Direction. Can you copy out the material below with each "whole-number pixels" renamed to "integer pixel coordinates" and nothing else altered?

(Point labeling examples)
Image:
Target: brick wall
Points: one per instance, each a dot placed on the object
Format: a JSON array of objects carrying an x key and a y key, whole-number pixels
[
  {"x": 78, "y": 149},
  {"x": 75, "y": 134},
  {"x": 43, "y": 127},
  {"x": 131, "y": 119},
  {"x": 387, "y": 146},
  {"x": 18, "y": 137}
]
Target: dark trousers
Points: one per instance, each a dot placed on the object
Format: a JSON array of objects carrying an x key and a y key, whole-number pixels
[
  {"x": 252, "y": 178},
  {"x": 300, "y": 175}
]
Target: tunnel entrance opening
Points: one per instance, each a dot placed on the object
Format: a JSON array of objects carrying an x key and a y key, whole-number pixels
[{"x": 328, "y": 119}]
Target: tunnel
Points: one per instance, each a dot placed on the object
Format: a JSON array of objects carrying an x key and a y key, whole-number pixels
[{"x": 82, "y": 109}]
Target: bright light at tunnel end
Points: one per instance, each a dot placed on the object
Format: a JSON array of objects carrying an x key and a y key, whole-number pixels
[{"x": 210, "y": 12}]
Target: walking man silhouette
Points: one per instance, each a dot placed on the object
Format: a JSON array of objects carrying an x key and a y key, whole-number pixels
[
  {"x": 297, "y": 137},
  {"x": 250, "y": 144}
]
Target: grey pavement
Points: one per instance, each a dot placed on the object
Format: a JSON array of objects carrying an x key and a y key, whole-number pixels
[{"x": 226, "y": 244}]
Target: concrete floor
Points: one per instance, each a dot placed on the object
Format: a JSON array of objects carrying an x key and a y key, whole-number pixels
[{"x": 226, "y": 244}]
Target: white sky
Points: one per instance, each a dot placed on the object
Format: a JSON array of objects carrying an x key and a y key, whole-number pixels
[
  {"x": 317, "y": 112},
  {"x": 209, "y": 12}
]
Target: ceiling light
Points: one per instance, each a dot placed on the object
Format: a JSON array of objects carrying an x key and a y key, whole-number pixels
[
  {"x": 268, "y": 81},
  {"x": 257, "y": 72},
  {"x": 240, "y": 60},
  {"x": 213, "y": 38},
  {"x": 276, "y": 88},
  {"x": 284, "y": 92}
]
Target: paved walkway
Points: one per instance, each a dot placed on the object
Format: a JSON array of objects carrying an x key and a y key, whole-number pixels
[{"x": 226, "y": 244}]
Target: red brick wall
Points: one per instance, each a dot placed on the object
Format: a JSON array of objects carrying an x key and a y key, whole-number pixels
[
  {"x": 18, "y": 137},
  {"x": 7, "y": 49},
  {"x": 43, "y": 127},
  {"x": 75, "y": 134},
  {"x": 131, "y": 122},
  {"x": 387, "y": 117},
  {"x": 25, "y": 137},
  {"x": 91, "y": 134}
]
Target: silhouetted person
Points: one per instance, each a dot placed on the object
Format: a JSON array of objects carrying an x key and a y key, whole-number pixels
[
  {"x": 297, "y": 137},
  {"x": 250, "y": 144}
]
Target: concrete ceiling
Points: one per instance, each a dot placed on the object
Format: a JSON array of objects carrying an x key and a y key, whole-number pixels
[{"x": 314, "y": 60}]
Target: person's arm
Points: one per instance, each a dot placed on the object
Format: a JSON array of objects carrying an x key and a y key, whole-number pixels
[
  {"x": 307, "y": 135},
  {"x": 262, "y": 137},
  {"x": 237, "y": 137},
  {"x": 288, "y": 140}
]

Full solution.
Image:
Target: brick wall
Points: one per instance, each a dot placed on the object
Format: a JSON array of objects carrying an x key and a y key, integer pixel coordinates
[
  {"x": 78, "y": 149},
  {"x": 75, "y": 134},
  {"x": 43, "y": 127},
  {"x": 131, "y": 119},
  {"x": 387, "y": 146},
  {"x": 18, "y": 137}
]
Target: dark trousers
Points: one per instance, each a dot placed on the object
Format: a JSON array of objects carrying an x key and a y key, integer pixel coordinates
[
  {"x": 252, "y": 178},
  {"x": 300, "y": 175}
]
Target: tunnel entrance opening
Points: one per instance, each a dot placed on the object
Format: a JSON array of objects carrying an x key and a y key, integer pixel coordinates
[{"x": 328, "y": 119}]
Target: tunnel
Points: one per instance, each a dot placed on the object
Format: a JSON array of objects carrying an x key and a y key, integer pixel coordinates
[{"x": 82, "y": 109}]
Target: bright light at tunnel end
Points: one per instance, each a dot placed on the object
Format: a JSON array of objects carrying an x key and a y key, integer pixel coordinates
[{"x": 210, "y": 12}]
Target: walking man silhouette
Points: one per instance, each a dot placed on the object
Format: a JSON array of objects carrying an x key and a y key, integer pixel coordinates
[
  {"x": 297, "y": 137},
  {"x": 250, "y": 144}
]
Target: grey pavement
Points: one per instance, each a dot placed on the object
Format: a JSON array of objects carrying an x key and a y key, integer pixel coordinates
[{"x": 226, "y": 244}]
Target: concrete floor
Points: one per instance, each a dot placed on the object
Format: a JSON array of objects carrying an x key and a y key, integer pixel coordinates
[{"x": 226, "y": 244}]
Target: white sky
Points: one per instance, each a dot placed on the object
Format: a JSON array of objects carrying an x key and a y key, integer pixel coordinates
[
  {"x": 317, "y": 112},
  {"x": 209, "y": 12}
]
Target: ceiling light
Points: one per instance, each a dot placed on the object
Format: a JSON array of objects carrying an x key and a y key, integer pixel coordinates
[
  {"x": 268, "y": 81},
  {"x": 257, "y": 72},
  {"x": 240, "y": 60},
  {"x": 213, "y": 38},
  {"x": 276, "y": 88},
  {"x": 284, "y": 92}
]
Target: paved walkway
Points: one per instance, each a dot placed on the object
Format: a JSON array of objects carrying an x key and a y key, integer pixel coordinates
[{"x": 226, "y": 244}]
Target: red brick wall
Points: one per instance, each a dot placed on the object
Format: a JSON array of objects carrying an x key and a y key, integer pixel coordinates
[
  {"x": 18, "y": 137},
  {"x": 7, "y": 49},
  {"x": 43, "y": 127},
  {"x": 75, "y": 134},
  {"x": 131, "y": 122},
  {"x": 387, "y": 117},
  {"x": 25, "y": 137},
  {"x": 91, "y": 134}
]
Target: silhouetted person
Points: one per instance, each a dot placed on the object
Format: a JSON array of objects carrying an x key and a y key, integer pixel coordinates
[
  {"x": 297, "y": 137},
  {"x": 250, "y": 144}
]
Target: concrete ceiling
Points: one per instance, each a dot placed on the object
Format: a JSON array of objects carrying an x key and a y key, integer pixel coordinates
[{"x": 314, "y": 60}]
Target: person's arm
Points: one per instance, each a dot placed on the object
Format: a JSON array of objects carrying an x key and a y key, integer pixel coordinates
[
  {"x": 307, "y": 135},
  {"x": 262, "y": 137},
  {"x": 237, "y": 137},
  {"x": 288, "y": 140}
]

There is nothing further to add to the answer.